WHAT YOU NEED TO DO -
1 > Retype the passage of the article on the IAEA's Iran report from "Before, the IAEA" to "U.S. intelligence assessments.".
2 > In the article on the IAEA's Iran report, how long had Iran systematically violated Nonproliferation Treaty requirements?
3 > Turn the paragraph of the article on the IAEA's Iran report that begins "Before, the IAEA had determined" into a short bulleted list that keeps its main facts.

For first time, the UN agency unequivocally charges Iran with nuclear weapons work

2 min read
IAEA's Iran Report Represents Critical Inflection Point

The disclosure by the International Atomic Energy Agency in March and November 2003 that Iran had systematically violated Nonproliferation Treaty Requirements for more than two decades was a major turning point. So too was the report disclosed yesterday, in which the IAEA finds that Iran has had a well organized program to develop an implosion bomb that could be fitted to one of its medium-range missiles.

Before, the IAEA had determined that Iran was secretly building facilities to obtain materials for a nuclear bomb--the enrichment plant at Natanz, and a heavy-water production plant that could provide means of obtaining plutonium from natural uranium--and that it only made reports to the agency about the facilities once the agency had learned of them from other sources. Now the agency is saying Iran not only sought materials for a nuclear weapon but also was actively designing the weapon and obtaining components for it, and that in all likelihood such work only appeared to have fully stopped in 2003--04, contrary to previous U.S. intelligence assessments.

ENTRIES SHOWN -
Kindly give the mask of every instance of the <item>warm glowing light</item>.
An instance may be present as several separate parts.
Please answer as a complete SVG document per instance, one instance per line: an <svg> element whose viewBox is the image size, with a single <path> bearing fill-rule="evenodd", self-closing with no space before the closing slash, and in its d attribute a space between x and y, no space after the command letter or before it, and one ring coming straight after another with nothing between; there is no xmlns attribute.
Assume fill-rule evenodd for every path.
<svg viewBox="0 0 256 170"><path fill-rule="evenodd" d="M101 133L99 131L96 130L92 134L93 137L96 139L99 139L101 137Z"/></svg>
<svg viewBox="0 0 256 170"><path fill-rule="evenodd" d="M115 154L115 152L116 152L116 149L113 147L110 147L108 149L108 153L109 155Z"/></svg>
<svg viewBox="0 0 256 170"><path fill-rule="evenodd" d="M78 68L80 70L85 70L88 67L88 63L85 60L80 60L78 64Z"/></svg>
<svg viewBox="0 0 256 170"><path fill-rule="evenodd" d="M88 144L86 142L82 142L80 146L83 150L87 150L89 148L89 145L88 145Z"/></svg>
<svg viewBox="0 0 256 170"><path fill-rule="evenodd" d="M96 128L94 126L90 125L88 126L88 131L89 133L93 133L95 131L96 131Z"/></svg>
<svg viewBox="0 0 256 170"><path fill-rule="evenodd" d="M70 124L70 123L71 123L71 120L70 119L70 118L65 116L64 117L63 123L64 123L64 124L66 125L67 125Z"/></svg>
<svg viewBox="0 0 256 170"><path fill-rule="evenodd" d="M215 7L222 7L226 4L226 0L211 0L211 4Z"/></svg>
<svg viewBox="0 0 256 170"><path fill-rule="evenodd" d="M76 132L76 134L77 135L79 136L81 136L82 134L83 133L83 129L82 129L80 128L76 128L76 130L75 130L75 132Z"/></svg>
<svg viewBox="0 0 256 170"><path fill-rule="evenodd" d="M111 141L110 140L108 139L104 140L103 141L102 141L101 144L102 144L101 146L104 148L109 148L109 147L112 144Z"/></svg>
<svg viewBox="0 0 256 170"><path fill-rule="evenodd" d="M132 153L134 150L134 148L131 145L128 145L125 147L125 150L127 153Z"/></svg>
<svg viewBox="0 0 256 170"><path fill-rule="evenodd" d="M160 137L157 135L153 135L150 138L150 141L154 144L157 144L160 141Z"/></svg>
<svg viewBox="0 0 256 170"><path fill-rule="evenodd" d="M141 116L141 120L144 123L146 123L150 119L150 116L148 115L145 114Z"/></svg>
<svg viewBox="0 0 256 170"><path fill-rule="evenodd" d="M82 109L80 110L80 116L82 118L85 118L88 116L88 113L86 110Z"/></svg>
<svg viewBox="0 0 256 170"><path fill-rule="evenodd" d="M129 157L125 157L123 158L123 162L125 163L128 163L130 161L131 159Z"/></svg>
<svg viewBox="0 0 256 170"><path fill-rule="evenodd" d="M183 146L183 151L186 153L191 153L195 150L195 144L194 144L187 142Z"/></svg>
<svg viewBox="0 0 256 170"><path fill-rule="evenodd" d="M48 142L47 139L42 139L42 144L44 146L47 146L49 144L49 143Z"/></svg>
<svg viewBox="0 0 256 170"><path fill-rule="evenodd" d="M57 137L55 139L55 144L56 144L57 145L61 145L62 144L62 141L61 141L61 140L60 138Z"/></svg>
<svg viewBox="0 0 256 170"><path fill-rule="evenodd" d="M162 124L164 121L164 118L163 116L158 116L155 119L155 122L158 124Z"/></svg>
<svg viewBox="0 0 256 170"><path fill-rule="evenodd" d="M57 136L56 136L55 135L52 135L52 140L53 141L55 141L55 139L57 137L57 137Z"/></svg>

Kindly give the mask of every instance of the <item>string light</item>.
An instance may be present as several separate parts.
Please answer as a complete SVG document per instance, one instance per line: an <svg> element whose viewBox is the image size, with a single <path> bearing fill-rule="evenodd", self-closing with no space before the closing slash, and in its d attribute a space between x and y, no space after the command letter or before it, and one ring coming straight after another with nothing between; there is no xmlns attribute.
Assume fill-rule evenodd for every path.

ANSWERS FOR THE EXERCISE -
1 >
Before, the IAEA had determined that Iran was secretly building facilities to obtain materials for a nuclear bomb--the enrichment plant at Natanz, and a heavy-water production plant that could provide means of obtaining plutonium from natural uranium--and that it only made reports to the agency about the facilities once the agency had learned of them from other sources. Now the agency is saying Iran not only sought materials for a nuclear weapon but also was actively designing the weapon and obtaining components for it, and that in all likelihood such work only appeared to have fully stopped in 2003--04, contrary to previous U.S. intelligence assessments.

2 > More than two decades.

3 >
- The IAEA had earlier found that Iran was secretly building facilities to obtain materials for a nuclear bomb. These were the enrichment plant at Natanz and a heavy-water production plant that could provide a means of obtaining plutonium from natural uranium.
- Iran reported these facilities to the agency only after the agency had learned of them from other sources.
- The agency now says Iran also actively designed the weapon and obtained components for it.
- In all likelihood, such work only appeared to have fully stopped in 2003–04, contrary to previous U.S. intelligence assessments.